### The exercise
Reproduce the C# forum thread on removing whitespace from a split string array word for word, in full.

### Text

How to remove Whitespce from stringArray formed based on whitespace - c#

I have a string which contains value like.
90 524 000 1234567890 2207 1926 00:34 02:40 S
Now i have broken this string into string Array based on white-space.Now i want to create one more string array into such a way so that all the white-space gets removed and it contains only real value.
Also i want to get the position of the string array element from the original string array based on the selection from the new string array formed by removing white space.
Please help me.

You can use StringSplitOptions.RemoveEmptyEntries via String.Split.
var values = input.Split(new [] {' '}, StringSplitOptions.RemoveEmptyEntries);
StringSplitOptions.RemoveEmptyEntries: The return value does not include array elements that contain an empty string
When the Split method encounters two consecutive white-space it will return an empty string.Using StringSplitOptions.RemoveEmptyEntries will remove the empty strings and give you only the values you want.

### Entries supplied

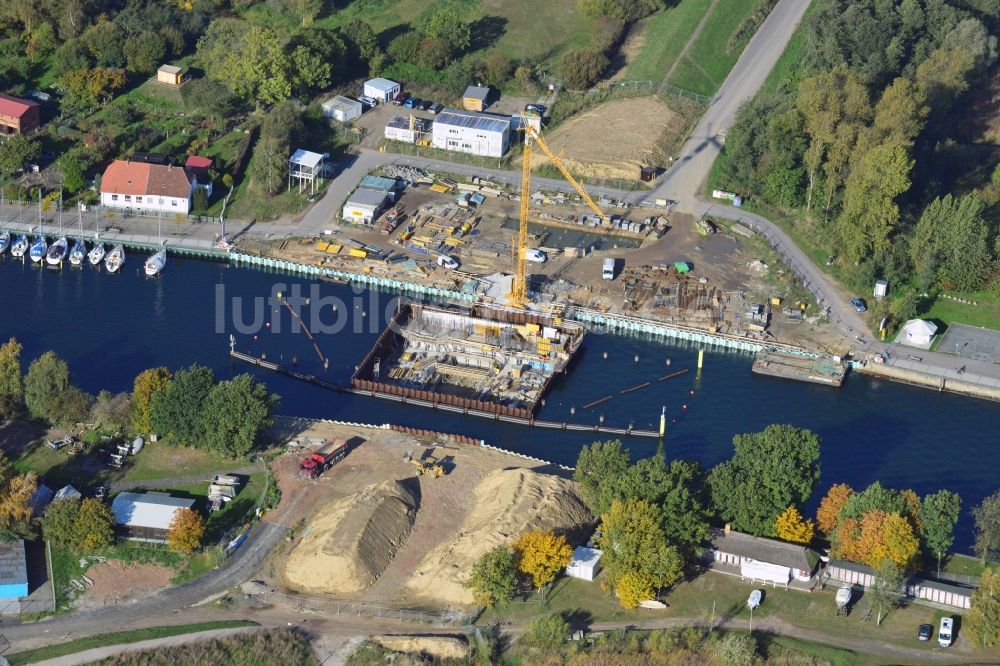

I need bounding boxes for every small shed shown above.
[342,188,389,224]
[903,319,937,348]
[462,86,490,111]
[323,95,364,123]
[361,77,403,104]
[0,539,28,599]
[566,546,604,580]
[156,65,184,86]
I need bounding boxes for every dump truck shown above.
[299,439,347,479]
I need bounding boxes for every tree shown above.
[149,363,215,446]
[514,530,573,591]
[615,571,654,610]
[965,568,1000,648]
[73,497,115,552]
[167,509,205,555]
[0,473,38,543]
[129,367,170,434]
[868,558,903,624]
[573,439,631,516]
[559,48,610,90]
[199,374,278,458]
[599,500,684,587]
[24,351,70,422]
[0,338,24,419]
[920,490,962,575]
[816,483,854,536]
[774,506,813,544]
[709,425,819,536]
[518,613,569,651]
[465,546,517,608]
[0,134,41,177]
[972,491,1000,564]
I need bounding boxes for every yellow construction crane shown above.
[508,113,608,308]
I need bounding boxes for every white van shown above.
[938,617,955,647]
[601,257,615,280]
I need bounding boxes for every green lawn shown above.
[4,620,257,666]
[628,0,712,81]
[670,0,761,97]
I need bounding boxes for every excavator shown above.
[507,111,610,308]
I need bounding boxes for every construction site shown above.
[351,303,584,418]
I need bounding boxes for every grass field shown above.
[670,0,761,97]
[4,620,257,666]
[627,0,712,81]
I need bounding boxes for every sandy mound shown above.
[407,469,592,605]
[285,481,417,593]
[533,97,684,180]
[372,636,469,659]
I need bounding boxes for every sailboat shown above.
[28,236,49,264]
[146,248,167,277]
[45,236,69,266]
[10,234,28,258]
[87,241,104,266]
[69,238,87,266]
[104,243,125,273]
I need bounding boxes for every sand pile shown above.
[372,636,469,659]
[407,469,592,605]
[285,481,418,594]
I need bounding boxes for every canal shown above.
[0,255,1000,550]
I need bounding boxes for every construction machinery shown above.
[404,451,444,478]
[299,439,347,479]
[508,111,610,308]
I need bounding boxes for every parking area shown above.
[937,324,1000,363]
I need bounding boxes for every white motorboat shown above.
[45,236,69,266]
[10,234,28,257]
[28,236,49,264]
[87,242,104,266]
[104,243,125,273]
[69,238,87,266]
[146,249,167,276]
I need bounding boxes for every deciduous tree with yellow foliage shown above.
[774,506,814,543]
[514,530,573,590]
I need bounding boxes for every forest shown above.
[714,0,1000,325]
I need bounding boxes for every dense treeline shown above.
[721,0,1000,320]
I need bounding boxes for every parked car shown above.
[524,247,549,264]
[938,617,955,647]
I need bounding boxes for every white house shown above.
[431,109,511,157]
[323,95,363,123]
[903,319,937,348]
[361,77,403,104]
[342,189,389,224]
[101,160,194,214]
[566,546,604,580]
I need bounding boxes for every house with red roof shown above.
[101,160,194,214]
[0,93,40,134]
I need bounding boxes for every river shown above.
[0,254,1000,551]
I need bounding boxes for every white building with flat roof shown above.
[431,109,511,157]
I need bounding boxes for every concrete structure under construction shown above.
[351,303,584,418]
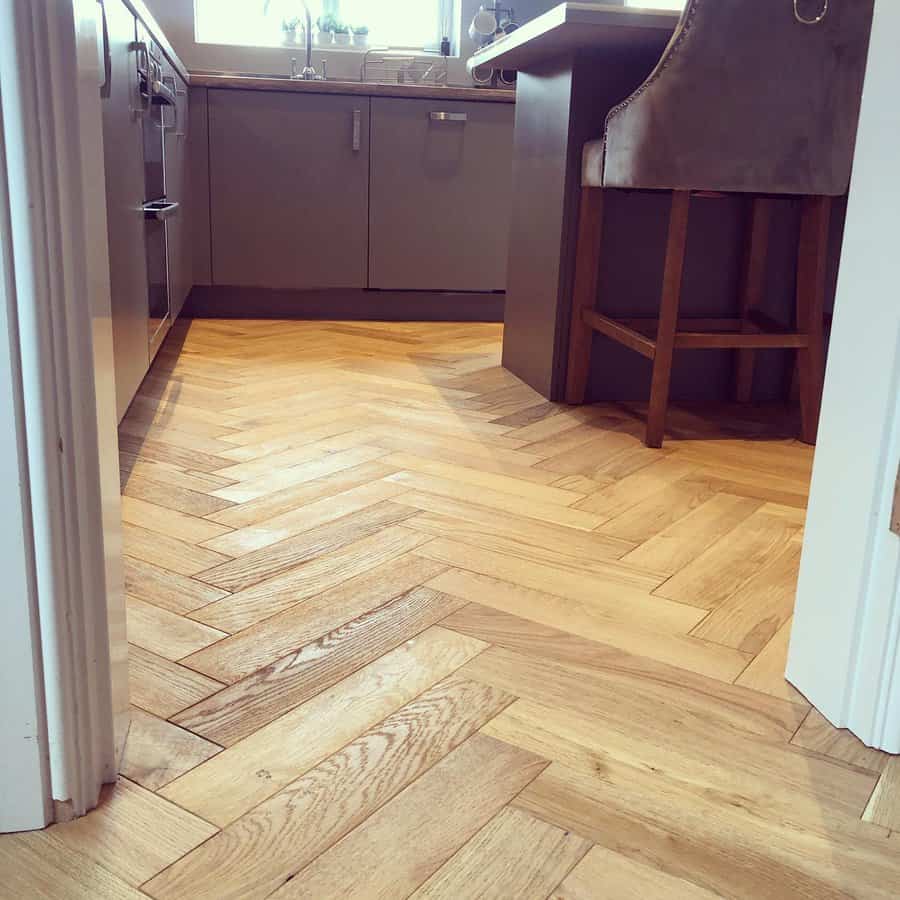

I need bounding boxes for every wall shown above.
[146,0,557,84]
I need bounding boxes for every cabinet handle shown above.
[97,0,112,100]
[353,109,362,153]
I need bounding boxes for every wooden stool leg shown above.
[797,197,832,444]
[734,197,772,403]
[566,187,603,404]
[645,191,691,447]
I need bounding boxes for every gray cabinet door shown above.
[165,69,193,321]
[209,90,369,288]
[369,97,514,291]
[103,0,149,419]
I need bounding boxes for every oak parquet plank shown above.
[0,831,146,900]
[173,588,465,747]
[122,497,231,544]
[415,538,704,634]
[39,778,217,887]
[791,709,891,772]
[163,627,488,828]
[184,553,446,683]
[272,735,545,900]
[120,708,222,791]
[122,523,231,576]
[123,473,234,516]
[147,675,510,900]
[214,446,387,503]
[514,763,896,900]
[198,502,415,591]
[552,847,722,900]
[126,597,226,661]
[397,490,635,560]
[128,644,224,719]
[654,505,798,609]
[440,569,750,683]
[123,556,228,615]
[412,807,591,900]
[622,494,762,576]
[694,542,801,654]
[384,453,584,506]
[387,471,601,531]
[206,462,396,528]
[191,525,430,633]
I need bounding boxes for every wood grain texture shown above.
[126,597,226,660]
[163,628,486,825]
[12,319,884,900]
[552,847,721,900]
[198,498,414,592]
[120,709,222,791]
[39,779,216,887]
[412,807,591,900]
[272,735,546,900]
[428,569,749,681]
[128,644,224,719]
[184,553,446,683]
[124,556,228,615]
[174,587,465,746]
[146,676,512,900]
[191,525,429,633]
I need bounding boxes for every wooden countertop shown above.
[468,0,681,72]
[124,0,191,83]
[191,72,516,103]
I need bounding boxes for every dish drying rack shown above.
[359,47,449,85]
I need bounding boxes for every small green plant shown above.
[316,13,346,34]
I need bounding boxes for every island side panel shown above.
[503,50,659,400]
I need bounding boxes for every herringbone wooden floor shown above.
[0,321,900,900]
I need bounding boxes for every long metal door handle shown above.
[353,109,362,153]
[97,0,112,100]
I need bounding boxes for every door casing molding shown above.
[787,0,900,753]
[0,0,116,827]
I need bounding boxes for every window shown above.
[195,0,453,50]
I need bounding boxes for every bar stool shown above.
[566,0,874,447]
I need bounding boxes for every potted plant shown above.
[334,20,350,47]
[350,25,369,47]
[316,15,337,44]
[281,16,302,44]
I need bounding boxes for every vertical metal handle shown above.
[353,109,362,153]
[97,0,112,100]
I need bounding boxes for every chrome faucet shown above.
[291,0,325,81]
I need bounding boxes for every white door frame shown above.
[0,0,127,830]
[787,0,900,753]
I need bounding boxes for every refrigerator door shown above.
[102,0,150,421]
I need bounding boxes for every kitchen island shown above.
[469,3,680,399]
[478,0,843,401]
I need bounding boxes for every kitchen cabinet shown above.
[163,67,194,321]
[208,90,370,289]
[102,0,149,419]
[369,97,514,291]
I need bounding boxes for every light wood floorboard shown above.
[0,320,900,900]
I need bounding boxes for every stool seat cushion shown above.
[581,138,606,187]
[583,0,873,196]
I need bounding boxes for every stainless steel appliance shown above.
[135,22,179,358]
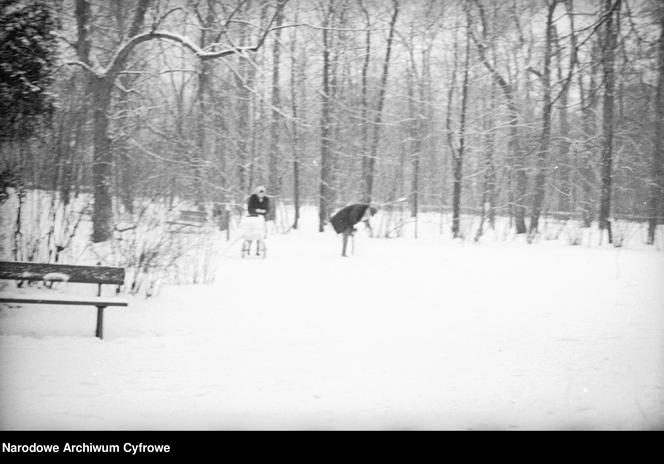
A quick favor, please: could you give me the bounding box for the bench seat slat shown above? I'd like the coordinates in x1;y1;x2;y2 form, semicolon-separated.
0;294;129;306
0;261;125;285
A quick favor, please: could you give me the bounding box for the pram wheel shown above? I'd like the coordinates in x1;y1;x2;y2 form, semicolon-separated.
240;216;267;258
242;240;251;258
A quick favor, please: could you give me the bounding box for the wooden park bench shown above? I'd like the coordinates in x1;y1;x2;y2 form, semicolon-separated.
0;261;129;338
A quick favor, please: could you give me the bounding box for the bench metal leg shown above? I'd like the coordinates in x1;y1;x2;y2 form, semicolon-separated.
95;306;106;339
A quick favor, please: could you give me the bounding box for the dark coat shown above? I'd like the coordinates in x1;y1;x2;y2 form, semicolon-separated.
330;203;376;234
247;193;270;216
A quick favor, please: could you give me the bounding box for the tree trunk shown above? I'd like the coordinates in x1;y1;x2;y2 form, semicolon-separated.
91;77;113;242
530;1;556;235
452;17;470;238
648;5;664;245
599;0;621;243
268;5;283;221
318;0;334;232
359;0;371;203
290;5;300;229
471;0;528;234
362;0;399;203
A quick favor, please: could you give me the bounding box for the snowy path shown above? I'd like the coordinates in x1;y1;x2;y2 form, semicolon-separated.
0;233;664;429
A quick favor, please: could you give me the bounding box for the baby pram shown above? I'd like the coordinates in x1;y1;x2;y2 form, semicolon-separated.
240;216;267;258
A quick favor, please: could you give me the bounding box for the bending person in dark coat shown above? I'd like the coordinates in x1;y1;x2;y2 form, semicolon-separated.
247;187;270;218
330;203;376;257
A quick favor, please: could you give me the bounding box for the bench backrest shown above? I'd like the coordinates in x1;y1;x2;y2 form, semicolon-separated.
0;261;124;285
180;211;207;222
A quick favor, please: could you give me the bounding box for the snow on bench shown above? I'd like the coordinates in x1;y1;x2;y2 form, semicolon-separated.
0;261;129;339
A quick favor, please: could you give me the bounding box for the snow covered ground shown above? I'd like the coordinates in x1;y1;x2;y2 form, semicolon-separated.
0;212;664;429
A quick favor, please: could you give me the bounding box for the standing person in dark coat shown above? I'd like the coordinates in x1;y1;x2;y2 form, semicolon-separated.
247;186;270;218
330;203;376;257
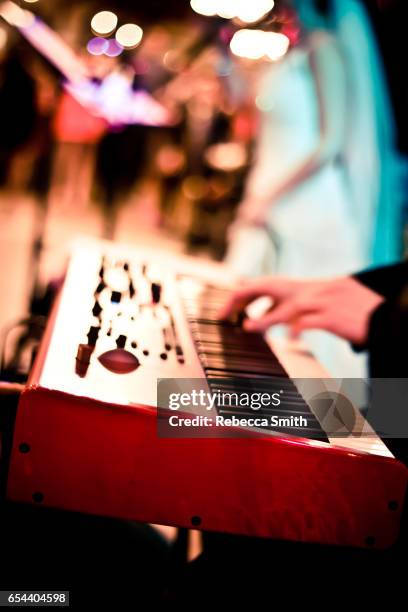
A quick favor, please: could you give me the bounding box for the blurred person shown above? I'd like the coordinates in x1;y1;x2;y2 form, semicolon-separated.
227;0;398;376
167;262;408;609
50;54;111;210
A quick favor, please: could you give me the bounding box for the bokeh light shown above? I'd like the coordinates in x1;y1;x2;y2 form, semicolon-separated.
235;0;275;23
105;38;123;57
0;2;35;28
264;32;289;61
216;0;236;19
190;0;275;23
116;23;143;49
230;29;289;61
91;11;118;36
230;29;265;60
190;0;217;17
86;36;109;55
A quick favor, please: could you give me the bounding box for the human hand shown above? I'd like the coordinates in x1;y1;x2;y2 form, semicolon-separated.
219;277;384;344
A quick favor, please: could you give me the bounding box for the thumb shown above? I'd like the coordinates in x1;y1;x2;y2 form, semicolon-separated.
244;300;301;332
290;313;326;339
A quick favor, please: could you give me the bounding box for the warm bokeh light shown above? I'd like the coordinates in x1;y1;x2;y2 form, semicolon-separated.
216;0;237;19
91;11;118;36
105;38;123;57
0;2;35;28
230;29;265;60
265;32;289;61
230;29;289;61
235;0;275;23
86;37;109;55
190;0;275;23
190;0;218;17
116;23;143;49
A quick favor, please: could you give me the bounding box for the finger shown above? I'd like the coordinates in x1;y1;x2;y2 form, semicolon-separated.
290;313;327;338
217;284;269;320
244;300;302;332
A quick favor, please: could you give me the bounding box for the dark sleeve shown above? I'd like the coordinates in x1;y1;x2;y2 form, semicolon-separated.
354;261;408;298
364;289;408;378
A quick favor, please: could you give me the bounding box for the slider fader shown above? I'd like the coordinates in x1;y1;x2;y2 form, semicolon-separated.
75;256;185;378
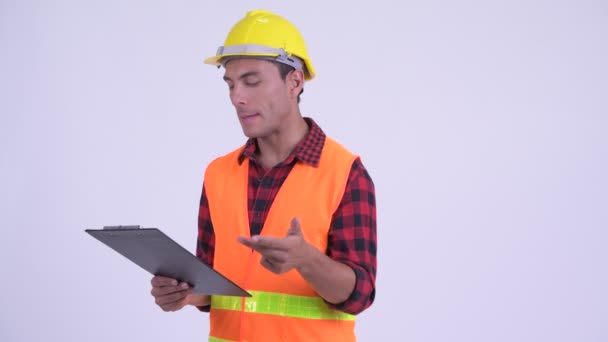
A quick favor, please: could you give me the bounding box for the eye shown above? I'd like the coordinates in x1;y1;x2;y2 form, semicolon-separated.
245;81;260;87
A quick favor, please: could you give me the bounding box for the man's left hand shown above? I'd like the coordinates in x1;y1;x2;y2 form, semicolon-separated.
238;217;316;274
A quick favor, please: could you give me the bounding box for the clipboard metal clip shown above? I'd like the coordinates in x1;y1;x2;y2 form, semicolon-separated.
103;225;140;230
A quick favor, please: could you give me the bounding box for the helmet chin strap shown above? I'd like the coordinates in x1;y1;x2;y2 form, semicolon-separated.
217;44;304;70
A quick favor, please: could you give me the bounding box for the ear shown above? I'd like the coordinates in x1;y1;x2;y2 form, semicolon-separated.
287;70;304;99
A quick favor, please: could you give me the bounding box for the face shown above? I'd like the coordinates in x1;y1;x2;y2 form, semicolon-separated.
224;58;299;138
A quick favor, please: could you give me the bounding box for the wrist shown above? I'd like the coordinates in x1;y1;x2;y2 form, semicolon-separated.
186;293;211;306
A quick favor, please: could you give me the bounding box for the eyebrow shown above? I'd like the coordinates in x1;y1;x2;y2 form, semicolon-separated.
223;71;259;81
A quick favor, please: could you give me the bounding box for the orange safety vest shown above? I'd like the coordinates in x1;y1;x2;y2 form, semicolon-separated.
205;138;357;342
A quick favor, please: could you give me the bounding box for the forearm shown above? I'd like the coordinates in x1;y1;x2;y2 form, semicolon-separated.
297;246;357;304
186;293;211;306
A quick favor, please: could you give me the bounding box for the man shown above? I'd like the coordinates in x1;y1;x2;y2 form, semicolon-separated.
152;10;376;342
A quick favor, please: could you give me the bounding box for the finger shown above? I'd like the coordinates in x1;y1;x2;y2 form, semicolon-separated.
150;283;190;297
160;298;186;312
260;258;277;273
287;217;302;236
150;276;178;286
237;235;287;254
156;290;192;306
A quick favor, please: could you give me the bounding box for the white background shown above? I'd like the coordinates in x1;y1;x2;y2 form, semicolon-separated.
0;0;608;342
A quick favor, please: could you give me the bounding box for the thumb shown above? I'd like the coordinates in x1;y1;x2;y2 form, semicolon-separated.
287;217;302;236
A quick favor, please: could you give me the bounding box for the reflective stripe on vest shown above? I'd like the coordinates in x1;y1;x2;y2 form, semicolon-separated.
211;291;355;321
207;336;234;342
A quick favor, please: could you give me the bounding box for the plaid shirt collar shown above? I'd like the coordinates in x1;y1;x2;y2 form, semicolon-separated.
239;117;325;167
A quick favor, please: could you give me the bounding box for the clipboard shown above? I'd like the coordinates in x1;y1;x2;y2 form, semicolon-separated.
85;226;251;297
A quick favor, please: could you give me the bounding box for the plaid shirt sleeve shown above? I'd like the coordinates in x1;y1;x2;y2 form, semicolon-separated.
196;184;215;312
327;159;376;315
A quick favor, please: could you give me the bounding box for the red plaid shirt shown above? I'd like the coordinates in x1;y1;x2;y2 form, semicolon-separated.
196;118;376;314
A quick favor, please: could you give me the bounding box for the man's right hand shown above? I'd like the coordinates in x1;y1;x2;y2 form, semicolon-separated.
150;276;192;311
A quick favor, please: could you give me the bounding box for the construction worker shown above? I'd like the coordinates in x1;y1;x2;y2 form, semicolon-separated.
152;10;376;342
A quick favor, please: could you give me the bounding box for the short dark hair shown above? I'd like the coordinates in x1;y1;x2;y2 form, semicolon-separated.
273;62;304;103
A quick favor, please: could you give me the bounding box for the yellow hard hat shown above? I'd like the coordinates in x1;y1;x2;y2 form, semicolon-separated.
205;10;315;80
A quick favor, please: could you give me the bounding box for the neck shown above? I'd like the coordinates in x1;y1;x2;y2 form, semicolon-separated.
257;115;308;169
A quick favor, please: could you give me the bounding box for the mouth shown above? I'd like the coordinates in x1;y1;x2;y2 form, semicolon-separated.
239;113;260;121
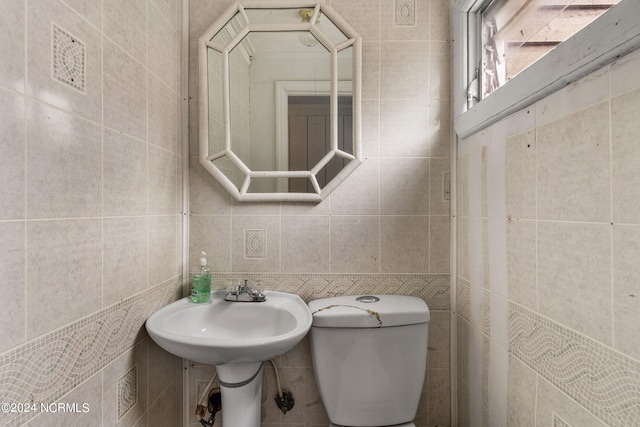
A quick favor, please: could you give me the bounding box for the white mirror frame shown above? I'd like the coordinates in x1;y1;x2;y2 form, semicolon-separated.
198;0;362;202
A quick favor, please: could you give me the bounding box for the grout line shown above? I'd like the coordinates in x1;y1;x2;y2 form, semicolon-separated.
607;65;617;348
22;0;29;343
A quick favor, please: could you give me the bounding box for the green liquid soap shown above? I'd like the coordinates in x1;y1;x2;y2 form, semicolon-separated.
189;252;211;304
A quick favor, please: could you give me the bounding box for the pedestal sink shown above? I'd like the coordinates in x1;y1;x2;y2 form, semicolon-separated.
146;291;312;427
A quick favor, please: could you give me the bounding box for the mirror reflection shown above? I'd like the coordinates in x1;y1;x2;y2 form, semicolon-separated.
199;2;361;201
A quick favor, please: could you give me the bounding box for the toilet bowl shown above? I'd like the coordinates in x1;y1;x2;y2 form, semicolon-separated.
309;295;430;427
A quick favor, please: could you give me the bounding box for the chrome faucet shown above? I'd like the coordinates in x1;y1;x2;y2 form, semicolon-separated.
224;280;267;302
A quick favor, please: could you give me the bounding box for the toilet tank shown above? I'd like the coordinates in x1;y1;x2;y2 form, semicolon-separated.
309;295;430;426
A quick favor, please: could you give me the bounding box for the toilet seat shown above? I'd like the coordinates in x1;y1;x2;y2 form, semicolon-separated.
329;423;416;427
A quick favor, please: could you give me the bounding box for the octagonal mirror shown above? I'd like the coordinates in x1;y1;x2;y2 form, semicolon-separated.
198;0;362;202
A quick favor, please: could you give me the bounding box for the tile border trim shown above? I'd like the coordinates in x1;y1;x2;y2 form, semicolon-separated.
509;302;640;426
0;277;182;426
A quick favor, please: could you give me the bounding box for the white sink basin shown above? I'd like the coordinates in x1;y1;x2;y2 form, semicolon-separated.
146;291;312;365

### Response for this exercise
How to remove Whitespce from stringArray formed based on whitespace - c#

I have a string which contains value like.
90 524 000 1234567890 2207 1926 00:34 02:40 S
Now i have broken this string into string Array based on white-space.Now i want to create one more string array into such a way so that all the white-space gets removed and it contains only real value.
Also i want to get the position of the string array element from the original string array based on the selection from the new string array formed by removing white space.
Please help me.

You can use StringSplitOptions.RemoveEmptyEntries via String.Split.
var values = input.Split(new [] {' '}, StringSplitOptions.RemoveEmptyEntries);
StringSplitOptions.RemoveEmptyEntries: The return value does not include array elements that contain an empty string
When the Split method encounters two consecutive white-space it will return an empty string.Using StringSplitOptions.RemoveEmptyEntries will remove the empty strings and give you only the values you want.